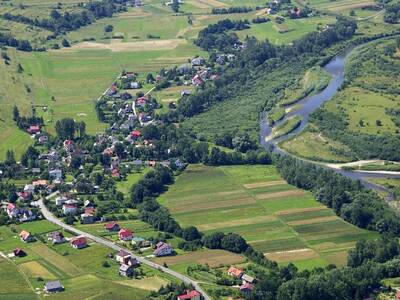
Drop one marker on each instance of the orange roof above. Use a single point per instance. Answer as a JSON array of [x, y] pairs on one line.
[[235, 271], [24, 234], [40, 182]]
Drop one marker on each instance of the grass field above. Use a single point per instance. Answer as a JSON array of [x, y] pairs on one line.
[[80, 271], [304, 145], [283, 222]]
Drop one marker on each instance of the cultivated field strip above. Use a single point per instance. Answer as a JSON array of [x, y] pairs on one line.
[[278, 219]]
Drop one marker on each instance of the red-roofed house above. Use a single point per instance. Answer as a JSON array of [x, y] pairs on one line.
[[70, 209], [115, 173], [113, 226], [235, 272], [90, 210], [247, 287], [190, 295], [197, 80], [163, 249], [79, 242], [19, 252], [26, 237], [69, 145], [33, 129], [125, 235], [135, 134]]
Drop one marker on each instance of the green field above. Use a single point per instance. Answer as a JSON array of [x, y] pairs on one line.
[[80, 271], [304, 145], [283, 222], [364, 111]]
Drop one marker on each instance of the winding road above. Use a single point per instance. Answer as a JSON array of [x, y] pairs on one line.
[[305, 107], [51, 218]]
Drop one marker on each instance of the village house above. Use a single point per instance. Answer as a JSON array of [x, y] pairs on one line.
[[125, 235], [26, 237], [55, 174], [197, 80], [26, 215], [247, 278], [198, 61], [33, 129], [122, 256], [24, 196], [112, 227], [163, 249], [79, 242], [246, 288], [126, 270], [69, 146], [56, 237], [140, 242], [60, 200], [18, 252], [29, 188], [87, 218], [53, 287], [70, 209], [190, 295], [235, 272], [12, 210]]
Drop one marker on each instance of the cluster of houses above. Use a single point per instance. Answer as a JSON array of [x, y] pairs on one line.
[[247, 281], [128, 263]]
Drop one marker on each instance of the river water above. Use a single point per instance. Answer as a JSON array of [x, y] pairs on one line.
[[305, 107]]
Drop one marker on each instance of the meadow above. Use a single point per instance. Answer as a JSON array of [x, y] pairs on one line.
[[80, 271], [285, 223]]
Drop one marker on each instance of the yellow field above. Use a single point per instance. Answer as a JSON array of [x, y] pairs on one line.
[[35, 269]]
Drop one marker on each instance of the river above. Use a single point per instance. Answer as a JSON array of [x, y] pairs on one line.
[[305, 107]]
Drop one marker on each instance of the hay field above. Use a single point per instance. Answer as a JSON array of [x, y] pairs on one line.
[[285, 223]]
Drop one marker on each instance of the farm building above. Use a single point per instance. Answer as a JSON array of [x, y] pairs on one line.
[[56, 237], [163, 249], [79, 243], [53, 287], [190, 295], [26, 237], [113, 226], [125, 235]]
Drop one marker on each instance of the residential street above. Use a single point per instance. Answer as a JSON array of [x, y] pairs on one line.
[[50, 217]]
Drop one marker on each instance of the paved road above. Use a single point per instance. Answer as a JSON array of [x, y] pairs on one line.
[[50, 217]]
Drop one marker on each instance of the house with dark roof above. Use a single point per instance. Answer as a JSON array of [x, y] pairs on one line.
[[53, 287], [163, 249], [190, 295], [113, 226], [79, 242], [56, 237], [19, 252], [122, 256], [125, 235], [126, 270], [26, 236], [235, 272]]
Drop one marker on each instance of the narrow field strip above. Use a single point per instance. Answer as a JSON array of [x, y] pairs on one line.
[[34, 269], [213, 258], [212, 205], [56, 259], [263, 184], [292, 255], [247, 221], [280, 194], [312, 221], [299, 210]]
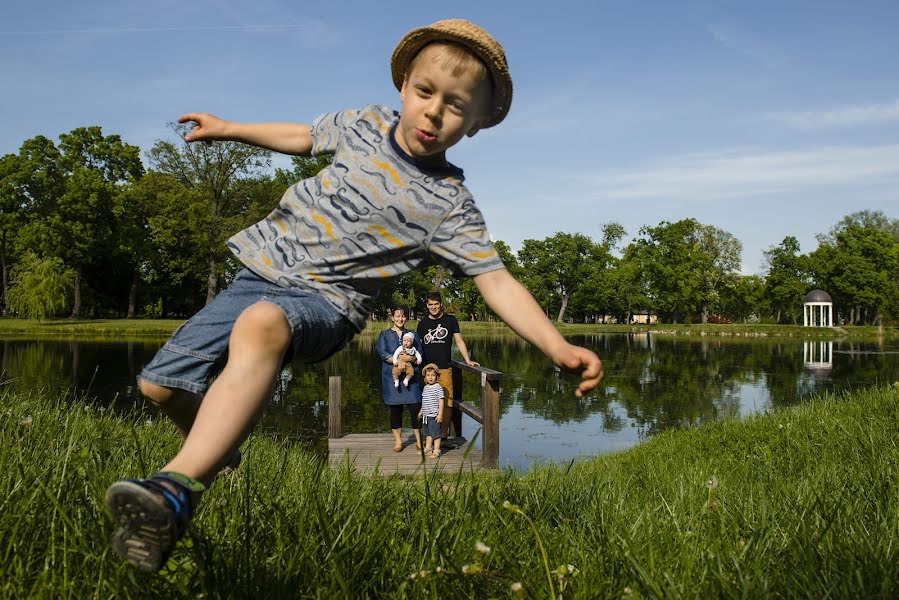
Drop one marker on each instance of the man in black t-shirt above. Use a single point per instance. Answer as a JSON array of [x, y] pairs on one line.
[[437, 332]]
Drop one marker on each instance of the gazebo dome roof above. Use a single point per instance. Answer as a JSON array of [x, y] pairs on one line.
[[818, 296]]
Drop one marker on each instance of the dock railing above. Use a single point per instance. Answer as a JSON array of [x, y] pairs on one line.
[[487, 415]]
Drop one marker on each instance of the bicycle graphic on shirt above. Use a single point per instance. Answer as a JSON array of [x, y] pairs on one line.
[[435, 335]]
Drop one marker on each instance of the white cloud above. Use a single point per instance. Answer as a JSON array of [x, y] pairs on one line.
[[745, 43], [841, 117], [747, 173]]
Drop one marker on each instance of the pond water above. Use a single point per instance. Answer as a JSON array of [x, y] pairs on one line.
[[652, 383]]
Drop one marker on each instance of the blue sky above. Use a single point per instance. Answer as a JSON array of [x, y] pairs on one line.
[[763, 118]]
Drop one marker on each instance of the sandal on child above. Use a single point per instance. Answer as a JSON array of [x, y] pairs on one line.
[[152, 515]]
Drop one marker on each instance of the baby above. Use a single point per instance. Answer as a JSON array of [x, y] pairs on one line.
[[403, 358]]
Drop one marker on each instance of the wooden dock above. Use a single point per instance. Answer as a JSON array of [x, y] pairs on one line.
[[368, 452]]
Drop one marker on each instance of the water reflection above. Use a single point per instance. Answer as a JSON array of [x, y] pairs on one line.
[[652, 384]]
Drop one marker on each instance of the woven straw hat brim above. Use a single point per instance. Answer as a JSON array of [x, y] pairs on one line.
[[472, 37]]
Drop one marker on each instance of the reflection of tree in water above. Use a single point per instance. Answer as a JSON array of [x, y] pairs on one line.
[[653, 382]]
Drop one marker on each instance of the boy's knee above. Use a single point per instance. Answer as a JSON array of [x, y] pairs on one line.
[[157, 394], [264, 323]]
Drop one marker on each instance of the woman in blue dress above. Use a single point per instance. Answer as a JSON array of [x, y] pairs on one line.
[[400, 398]]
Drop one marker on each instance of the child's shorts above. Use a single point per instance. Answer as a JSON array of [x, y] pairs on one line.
[[198, 349], [430, 427]]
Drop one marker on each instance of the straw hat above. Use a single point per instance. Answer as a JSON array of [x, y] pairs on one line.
[[478, 41]]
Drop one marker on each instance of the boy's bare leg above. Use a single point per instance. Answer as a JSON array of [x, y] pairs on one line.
[[178, 405], [230, 406]]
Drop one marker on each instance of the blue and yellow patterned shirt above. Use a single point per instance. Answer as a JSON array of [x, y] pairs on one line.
[[372, 215]]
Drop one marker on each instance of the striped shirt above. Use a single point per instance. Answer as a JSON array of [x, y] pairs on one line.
[[371, 216], [430, 399]]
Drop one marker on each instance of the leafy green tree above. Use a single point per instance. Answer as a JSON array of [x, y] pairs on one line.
[[11, 216], [670, 255], [40, 287], [220, 205], [74, 220], [555, 268], [786, 281], [745, 299], [719, 265], [859, 265]]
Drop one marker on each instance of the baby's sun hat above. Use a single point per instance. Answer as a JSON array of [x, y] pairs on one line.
[[475, 39]]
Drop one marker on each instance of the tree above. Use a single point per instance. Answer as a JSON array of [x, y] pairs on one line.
[[719, 264], [213, 171], [859, 265], [71, 202], [40, 287], [555, 268], [11, 217], [786, 281], [669, 255]]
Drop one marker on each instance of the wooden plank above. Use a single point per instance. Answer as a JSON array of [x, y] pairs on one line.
[[482, 372], [490, 425], [373, 453], [334, 425]]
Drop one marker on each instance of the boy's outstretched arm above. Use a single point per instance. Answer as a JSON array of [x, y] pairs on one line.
[[287, 138], [517, 308]]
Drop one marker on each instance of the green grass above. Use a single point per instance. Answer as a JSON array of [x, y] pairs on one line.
[[800, 503]]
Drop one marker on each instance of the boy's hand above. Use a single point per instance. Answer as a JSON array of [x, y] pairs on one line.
[[583, 362], [206, 127]]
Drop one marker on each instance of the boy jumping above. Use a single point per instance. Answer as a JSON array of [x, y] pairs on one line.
[[389, 203]]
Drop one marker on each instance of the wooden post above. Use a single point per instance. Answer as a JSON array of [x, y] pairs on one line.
[[334, 406], [490, 431]]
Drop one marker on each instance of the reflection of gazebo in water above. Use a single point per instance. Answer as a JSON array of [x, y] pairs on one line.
[[817, 355], [818, 309]]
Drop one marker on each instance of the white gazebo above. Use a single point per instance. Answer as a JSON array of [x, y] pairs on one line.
[[818, 309]]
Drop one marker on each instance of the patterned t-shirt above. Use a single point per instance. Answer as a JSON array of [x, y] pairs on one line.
[[372, 215], [430, 399]]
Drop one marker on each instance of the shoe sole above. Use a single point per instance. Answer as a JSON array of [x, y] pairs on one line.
[[147, 531]]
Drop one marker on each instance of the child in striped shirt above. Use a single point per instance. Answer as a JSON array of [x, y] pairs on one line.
[[431, 412]]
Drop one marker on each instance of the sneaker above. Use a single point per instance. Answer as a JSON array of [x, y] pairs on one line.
[[152, 515]]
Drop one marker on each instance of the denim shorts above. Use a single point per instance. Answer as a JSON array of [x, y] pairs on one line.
[[198, 349], [430, 427]]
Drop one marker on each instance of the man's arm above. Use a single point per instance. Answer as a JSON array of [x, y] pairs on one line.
[[287, 138], [463, 350], [517, 308]]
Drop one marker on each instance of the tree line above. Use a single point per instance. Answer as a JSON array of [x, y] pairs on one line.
[[88, 230]]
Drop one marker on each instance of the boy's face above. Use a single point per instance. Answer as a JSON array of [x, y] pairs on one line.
[[439, 108]]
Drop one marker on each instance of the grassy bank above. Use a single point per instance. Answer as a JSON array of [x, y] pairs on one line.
[[801, 503], [161, 328]]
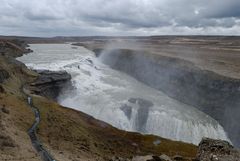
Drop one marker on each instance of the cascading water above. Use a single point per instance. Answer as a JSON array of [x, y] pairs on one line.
[[119, 99]]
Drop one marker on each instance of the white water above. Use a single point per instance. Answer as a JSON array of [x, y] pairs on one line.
[[102, 92]]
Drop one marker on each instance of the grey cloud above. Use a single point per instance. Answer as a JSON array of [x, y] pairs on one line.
[[111, 17]]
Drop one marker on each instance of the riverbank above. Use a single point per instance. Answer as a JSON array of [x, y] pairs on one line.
[[213, 93], [68, 134]]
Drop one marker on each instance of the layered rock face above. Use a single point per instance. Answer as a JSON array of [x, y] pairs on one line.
[[13, 48], [50, 84], [213, 94], [217, 150]]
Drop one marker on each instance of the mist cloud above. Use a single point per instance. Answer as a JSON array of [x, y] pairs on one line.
[[115, 17]]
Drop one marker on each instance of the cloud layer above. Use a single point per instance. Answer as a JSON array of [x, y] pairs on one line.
[[119, 17]]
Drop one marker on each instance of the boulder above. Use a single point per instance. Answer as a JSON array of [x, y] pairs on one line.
[[3, 75], [219, 150], [50, 83]]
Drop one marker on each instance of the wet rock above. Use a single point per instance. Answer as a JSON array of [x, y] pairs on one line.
[[178, 158], [3, 75], [142, 112], [5, 110], [164, 157], [127, 111], [50, 84], [1, 89], [215, 95], [219, 150], [142, 158]]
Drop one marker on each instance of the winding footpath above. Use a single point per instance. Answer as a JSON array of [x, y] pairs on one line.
[[45, 155]]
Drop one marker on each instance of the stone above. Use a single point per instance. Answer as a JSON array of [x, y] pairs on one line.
[[50, 83], [217, 150], [4, 110], [164, 157]]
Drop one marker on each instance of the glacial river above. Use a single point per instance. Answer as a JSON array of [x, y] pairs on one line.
[[119, 99]]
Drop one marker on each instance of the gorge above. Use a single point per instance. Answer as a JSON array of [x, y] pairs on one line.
[[121, 100]]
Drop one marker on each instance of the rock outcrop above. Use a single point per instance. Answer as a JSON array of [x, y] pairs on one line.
[[50, 83], [214, 94], [217, 150], [3, 75], [13, 48]]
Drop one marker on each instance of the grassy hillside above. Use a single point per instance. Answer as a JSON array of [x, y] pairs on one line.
[[66, 133]]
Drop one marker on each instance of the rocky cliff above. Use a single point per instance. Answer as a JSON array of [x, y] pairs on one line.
[[67, 134], [214, 94]]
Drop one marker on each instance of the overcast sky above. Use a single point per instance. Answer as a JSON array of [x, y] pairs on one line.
[[119, 17]]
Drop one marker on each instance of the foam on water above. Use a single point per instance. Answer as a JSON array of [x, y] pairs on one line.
[[108, 95]]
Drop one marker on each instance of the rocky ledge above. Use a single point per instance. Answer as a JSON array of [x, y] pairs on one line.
[[50, 83], [217, 150]]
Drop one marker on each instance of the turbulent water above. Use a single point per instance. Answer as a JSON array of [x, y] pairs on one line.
[[119, 99]]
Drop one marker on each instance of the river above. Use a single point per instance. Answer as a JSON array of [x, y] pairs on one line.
[[119, 99]]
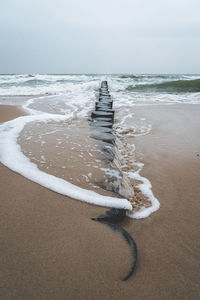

━━━

**INSTRUCTIONS FOR THE TASK:** Reproduce the material starting at the line that contains "Drop one marker on each instance of the patterned" and stopping after the line that contains "[[431, 412]]", replacing "marker" with "pin" and leaving everything else unchanged.

**SOLVED PROBLEM:**
Drop one pin on each instance of the patterned t-shirt above. Use a single point per instance. Answer as a JSON array of [x, y] pairs on one line.
[[372, 215], [430, 399]]
Drop one pin on each instance of the shoe sole above. Use a single point per instance. Answer as a JSON array of [x, y] pairs on one line.
[[147, 531]]
Drop one pin on each instance of the child in striped shirt above. Use a single point per instance. Answer as a JSON array of [x, y] pairs on one line.
[[431, 412]]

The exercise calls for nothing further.